— Start of Stored rows —

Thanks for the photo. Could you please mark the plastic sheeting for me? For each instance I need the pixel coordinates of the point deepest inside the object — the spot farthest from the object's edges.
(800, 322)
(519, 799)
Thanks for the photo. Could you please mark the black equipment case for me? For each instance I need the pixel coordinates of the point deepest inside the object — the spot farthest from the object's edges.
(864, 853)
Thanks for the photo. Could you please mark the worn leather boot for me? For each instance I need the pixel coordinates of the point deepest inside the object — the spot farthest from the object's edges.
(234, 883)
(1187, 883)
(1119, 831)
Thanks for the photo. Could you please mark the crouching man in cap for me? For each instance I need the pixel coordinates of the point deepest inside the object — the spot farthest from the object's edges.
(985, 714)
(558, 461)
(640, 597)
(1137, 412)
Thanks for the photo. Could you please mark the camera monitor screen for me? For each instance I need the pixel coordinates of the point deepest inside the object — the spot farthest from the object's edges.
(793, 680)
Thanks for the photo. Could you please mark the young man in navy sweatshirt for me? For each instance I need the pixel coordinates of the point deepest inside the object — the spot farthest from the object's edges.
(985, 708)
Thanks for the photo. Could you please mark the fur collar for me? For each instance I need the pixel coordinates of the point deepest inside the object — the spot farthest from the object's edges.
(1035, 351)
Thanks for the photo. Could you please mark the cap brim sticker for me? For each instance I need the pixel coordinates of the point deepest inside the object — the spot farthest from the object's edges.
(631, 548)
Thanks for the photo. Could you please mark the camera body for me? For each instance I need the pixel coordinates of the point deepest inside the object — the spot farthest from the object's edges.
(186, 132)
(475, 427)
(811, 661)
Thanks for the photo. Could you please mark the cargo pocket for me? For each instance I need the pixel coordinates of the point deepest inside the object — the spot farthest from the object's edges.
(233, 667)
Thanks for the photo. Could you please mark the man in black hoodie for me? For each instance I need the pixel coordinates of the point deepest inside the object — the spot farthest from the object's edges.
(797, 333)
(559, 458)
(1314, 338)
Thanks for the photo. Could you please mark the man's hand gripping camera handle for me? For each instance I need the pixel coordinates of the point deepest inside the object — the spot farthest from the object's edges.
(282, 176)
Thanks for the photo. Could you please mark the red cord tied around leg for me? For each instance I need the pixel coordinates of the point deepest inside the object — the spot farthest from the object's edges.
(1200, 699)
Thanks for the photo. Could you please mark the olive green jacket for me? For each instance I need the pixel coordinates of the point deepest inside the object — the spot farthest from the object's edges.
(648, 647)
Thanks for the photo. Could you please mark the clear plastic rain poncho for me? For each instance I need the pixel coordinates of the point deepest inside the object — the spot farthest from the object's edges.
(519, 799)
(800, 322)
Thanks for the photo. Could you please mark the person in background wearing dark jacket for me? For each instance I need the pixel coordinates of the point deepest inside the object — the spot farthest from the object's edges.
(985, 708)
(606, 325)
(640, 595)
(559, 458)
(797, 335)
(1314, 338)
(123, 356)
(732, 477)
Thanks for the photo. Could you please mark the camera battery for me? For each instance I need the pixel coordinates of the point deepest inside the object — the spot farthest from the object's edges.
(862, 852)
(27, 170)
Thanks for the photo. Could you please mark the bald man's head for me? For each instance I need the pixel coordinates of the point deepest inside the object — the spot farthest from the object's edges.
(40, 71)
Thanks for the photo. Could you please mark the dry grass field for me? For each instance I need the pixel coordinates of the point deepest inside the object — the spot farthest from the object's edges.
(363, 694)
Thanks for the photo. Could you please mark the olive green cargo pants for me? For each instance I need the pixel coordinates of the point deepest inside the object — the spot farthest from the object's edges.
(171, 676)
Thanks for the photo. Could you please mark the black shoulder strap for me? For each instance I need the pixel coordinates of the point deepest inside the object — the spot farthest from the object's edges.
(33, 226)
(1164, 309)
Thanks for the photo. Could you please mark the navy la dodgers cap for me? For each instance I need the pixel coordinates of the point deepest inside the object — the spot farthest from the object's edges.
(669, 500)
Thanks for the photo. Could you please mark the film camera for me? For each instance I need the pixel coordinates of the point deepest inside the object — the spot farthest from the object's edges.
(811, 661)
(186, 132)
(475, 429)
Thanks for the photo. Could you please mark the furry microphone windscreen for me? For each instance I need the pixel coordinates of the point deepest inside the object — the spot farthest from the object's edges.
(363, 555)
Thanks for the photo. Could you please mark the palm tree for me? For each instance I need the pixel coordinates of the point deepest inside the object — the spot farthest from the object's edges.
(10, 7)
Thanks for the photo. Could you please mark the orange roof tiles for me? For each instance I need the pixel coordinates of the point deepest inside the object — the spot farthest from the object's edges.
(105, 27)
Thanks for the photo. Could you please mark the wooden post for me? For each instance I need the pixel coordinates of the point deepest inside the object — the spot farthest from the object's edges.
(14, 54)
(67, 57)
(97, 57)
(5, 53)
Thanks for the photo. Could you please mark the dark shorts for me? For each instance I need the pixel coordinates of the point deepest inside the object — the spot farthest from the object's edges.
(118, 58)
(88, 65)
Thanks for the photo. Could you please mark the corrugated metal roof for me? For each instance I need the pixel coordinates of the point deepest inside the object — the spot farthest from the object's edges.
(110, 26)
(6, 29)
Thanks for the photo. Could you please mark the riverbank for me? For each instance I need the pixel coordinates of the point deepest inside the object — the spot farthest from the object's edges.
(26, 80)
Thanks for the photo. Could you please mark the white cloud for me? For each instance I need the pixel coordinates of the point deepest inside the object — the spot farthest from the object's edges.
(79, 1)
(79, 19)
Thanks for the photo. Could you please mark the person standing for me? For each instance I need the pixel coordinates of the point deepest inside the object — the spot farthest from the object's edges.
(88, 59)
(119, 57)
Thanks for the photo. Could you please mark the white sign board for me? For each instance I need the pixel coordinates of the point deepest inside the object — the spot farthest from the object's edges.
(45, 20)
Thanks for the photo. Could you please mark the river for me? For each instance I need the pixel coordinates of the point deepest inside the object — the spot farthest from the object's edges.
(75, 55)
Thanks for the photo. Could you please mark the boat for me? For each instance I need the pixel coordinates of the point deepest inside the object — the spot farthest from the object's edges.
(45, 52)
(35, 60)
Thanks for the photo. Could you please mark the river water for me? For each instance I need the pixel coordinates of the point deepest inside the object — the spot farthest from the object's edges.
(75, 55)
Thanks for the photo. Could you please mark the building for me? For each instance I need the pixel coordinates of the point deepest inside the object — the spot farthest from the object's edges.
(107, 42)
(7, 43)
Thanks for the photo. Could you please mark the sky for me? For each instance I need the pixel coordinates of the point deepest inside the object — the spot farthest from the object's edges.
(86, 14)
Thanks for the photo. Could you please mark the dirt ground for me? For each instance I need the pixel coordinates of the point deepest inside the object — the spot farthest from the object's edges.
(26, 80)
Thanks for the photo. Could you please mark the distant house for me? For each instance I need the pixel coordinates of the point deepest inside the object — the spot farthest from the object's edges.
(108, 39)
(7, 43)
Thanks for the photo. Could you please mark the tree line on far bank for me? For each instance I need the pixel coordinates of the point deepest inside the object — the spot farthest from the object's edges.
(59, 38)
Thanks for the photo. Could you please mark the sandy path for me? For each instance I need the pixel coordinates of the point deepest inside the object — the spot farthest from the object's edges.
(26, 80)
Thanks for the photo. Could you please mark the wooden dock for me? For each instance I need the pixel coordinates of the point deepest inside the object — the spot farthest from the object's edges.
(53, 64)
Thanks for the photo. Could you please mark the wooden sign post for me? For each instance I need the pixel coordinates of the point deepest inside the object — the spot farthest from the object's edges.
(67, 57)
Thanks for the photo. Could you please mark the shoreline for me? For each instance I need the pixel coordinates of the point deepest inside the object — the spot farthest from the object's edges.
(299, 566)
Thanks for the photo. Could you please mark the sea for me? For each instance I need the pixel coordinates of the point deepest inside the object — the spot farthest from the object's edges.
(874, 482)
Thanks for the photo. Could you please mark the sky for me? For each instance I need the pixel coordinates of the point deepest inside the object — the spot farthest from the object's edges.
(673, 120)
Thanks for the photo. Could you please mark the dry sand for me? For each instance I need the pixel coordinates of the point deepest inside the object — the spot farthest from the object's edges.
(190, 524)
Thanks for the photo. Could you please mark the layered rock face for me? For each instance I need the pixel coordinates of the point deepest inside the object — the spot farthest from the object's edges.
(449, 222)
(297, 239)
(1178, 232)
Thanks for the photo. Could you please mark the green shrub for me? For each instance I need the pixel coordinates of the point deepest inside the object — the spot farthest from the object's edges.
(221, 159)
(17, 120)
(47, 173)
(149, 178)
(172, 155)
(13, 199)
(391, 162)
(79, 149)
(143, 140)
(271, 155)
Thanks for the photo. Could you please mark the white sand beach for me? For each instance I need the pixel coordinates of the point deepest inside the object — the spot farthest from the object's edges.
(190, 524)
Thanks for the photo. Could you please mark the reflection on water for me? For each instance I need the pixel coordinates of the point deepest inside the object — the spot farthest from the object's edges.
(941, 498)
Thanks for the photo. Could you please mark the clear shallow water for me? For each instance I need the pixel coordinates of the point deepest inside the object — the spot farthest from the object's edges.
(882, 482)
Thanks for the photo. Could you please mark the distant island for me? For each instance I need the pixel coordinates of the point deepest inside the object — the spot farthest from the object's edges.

— End of Stored rows —

## What you need to do
Offset every coordinate by 99 in the records from the line containing "Thanks for the photo. Could you please mark the young" up to and including the line containing "(1035, 351)". Rewrite those lines in full, keeping the requests unchanged.

## In response
Thanks for the photo. Could you please mark the young man in navy sweatshirt for me? For each instance I need the pixel coordinates of the point deepest inside the object — the spot farthest from the object's edges.
(1084, 807)
Thanks for the photo. Could you please mark the fur collar for me? For each instance I need the pixel coordinates of the point deepest inside the object — the spot farthest from the object's edges.
(1134, 450)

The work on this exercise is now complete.